- Problem to solve: Take the data that follows and retype it word for word.

Begin Provided records

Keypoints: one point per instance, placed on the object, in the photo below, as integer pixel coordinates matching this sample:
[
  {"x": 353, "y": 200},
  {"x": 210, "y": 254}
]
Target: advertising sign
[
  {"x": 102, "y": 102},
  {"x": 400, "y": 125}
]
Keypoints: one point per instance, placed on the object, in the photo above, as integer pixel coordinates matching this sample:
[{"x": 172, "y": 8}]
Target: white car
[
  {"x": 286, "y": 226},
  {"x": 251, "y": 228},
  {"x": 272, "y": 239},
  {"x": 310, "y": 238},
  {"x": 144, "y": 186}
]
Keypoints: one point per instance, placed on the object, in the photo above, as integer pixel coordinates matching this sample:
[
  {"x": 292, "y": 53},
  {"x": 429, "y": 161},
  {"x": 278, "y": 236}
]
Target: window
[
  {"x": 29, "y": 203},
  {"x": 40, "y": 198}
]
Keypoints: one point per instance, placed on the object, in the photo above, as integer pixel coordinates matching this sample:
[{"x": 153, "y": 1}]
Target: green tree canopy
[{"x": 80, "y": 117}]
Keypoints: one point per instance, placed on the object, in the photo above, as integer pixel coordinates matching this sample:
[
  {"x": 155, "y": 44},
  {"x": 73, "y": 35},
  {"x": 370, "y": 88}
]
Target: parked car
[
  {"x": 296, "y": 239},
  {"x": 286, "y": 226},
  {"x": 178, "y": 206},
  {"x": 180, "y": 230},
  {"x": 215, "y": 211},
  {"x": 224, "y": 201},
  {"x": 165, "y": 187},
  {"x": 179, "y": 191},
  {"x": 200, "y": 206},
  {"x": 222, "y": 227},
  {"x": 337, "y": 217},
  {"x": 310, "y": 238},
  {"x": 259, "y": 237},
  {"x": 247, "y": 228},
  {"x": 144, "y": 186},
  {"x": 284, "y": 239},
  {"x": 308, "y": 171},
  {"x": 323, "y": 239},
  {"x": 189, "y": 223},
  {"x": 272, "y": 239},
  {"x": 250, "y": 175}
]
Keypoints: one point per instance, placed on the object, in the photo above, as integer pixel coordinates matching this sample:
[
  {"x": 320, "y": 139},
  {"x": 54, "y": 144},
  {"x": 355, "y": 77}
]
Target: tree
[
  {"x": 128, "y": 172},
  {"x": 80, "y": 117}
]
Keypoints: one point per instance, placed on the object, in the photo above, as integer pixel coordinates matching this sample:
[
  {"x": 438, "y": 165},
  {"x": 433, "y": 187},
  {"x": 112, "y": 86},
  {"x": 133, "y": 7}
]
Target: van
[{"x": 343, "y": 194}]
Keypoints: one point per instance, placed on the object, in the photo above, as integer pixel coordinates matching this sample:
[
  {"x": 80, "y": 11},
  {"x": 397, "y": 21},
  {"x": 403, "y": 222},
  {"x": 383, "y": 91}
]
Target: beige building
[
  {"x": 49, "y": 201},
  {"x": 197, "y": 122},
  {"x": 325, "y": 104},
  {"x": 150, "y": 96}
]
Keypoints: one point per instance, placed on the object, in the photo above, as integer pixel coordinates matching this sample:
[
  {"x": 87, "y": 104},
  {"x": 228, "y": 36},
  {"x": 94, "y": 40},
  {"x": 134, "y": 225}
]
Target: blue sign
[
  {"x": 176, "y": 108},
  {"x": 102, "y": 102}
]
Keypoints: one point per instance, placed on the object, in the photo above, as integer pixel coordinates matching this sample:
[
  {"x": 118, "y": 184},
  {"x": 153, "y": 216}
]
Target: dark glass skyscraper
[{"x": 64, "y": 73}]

End Provided records

- Response for this exercise:
Keypoints: one point per instance, placed on the object, in the photo below, as integer pixel coordinates matching this sample:
[
  {"x": 353, "y": 200},
  {"x": 210, "y": 254}
]
Target: advertising sign
[
  {"x": 102, "y": 102},
  {"x": 400, "y": 125}
]
Keypoints: one point per instance, placed on the object, in the photo above, as integer pixel coordinates matching this sample:
[{"x": 172, "y": 8}]
Target: white car
[
  {"x": 286, "y": 226},
  {"x": 251, "y": 228},
  {"x": 272, "y": 239},
  {"x": 310, "y": 238},
  {"x": 144, "y": 186}
]
Keypoints: one point per instance, placed on the object, in the photo above, as integer pixel coordinates matching this sample:
[
  {"x": 292, "y": 53},
  {"x": 429, "y": 161},
  {"x": 278, "y": 236}
]
Target: window
[
  {"x": 29, "y": 203},
  {"x": 40, "y": 198}
]
Keypoints: one point per instance, placed on the object, in the photo above, as integer pixel coordinates matching this sample:
[{"x": 153, "y": 1}]
Target: green tree canopy
[{"x": 80, "y": 117}]
Keypoints: one point per instance, placed on the object, in the photo above, as integer pixel coordinates matching this sample:
[
  {"x": 155, "y": 44},
  {"x": 73, "y": 35},
  {"x": 370, "y": 88}
]
Target: parked car
[
  {"x": 296, "y": 239},
  {"x": 286, "y": 226},
  {"x": 178, "y": 206},
  {"x": 180, "y": 230},
  {"x": 215, "y": 211},
  {"x": 224, "y": 201},
  {"x": 165, "y": 187},
  {"x": 179, "y": 191},
  {"x": 200, "y": 206},
  {"x": 222, "y": 227},
  {"x": 337, "y": 217},
  {"x": 310, "y": 238},
  {"x": 259, "y": 237},
  {"x": 247, "y": 228},
  {"x": 144, "y": 186},
  {"x": 284, "y": 239},
  {"x": 308, "y": 171},
  {"x": 323, "y": 239},
  {"x": 189, "y": 223},
  {"x": 272, "y": 239},
  {"x": 250, "y": 175}
]
Keypoints: one point per instance, placed on the object, in the photo above, as integer pixel coordinates matching this sample:
[
  {"x": 320, "y": 139},
  {"x": 54, "y": 144},
  {"x": 355, "y": 77}
]
Target: tree
[
  {"x": 128, "y": 172},
  {"x": 80, "y": 117}
]
Keypoints: one point per instance, placed on the object, in the photo above, as integer pixel coordinates matching this sample:
[
  {"x": 438, "y": 165},
  {"x": 433, "y": 187},
  {"x": 112, "y": 86},
  {"x": 133, "y": 7}
]
Target: van
[{"x": 343, "y": 194}]
Keypoints: one point per instance, placed on the object, in the photo above, as integer pixel coordinates matching this sample:
[
  {"x": 80, "y": 11},
  {"x": 397, "y": 21},
  {"x": 403, "y": 222},
  {"x": 383, "y": 91}
]
Target: beige building
[
  {"x": 49, "y": 201},
  {"x": 197, "y": 122},
  {"x": 325, "y": 104},
  {"x": 150, "y": 96}
]
Keypoints: one point per instance, placed on the object, in the photo above, as integer pixel coordinates matching this sample:
[
  {"x": 87, "y": 104},
  {"x": 228, "y": 36},
  {"x": 94, "y": 40},
  {"x": 134, "y": 225}
]
Target: blue sign
[
  {"x": 176, "y": 108},
  {"x": 102, "y": 102}
]
Keypoints: one point per instance, placed on the object, in the photo above, as integer pixel coordinates matching this sample:
[
  {"x": 118, "y": 184},
  {"x": 153, "y": 216}
]
Target: dark glass skyscraper
[{"x": 64, "y": 73}]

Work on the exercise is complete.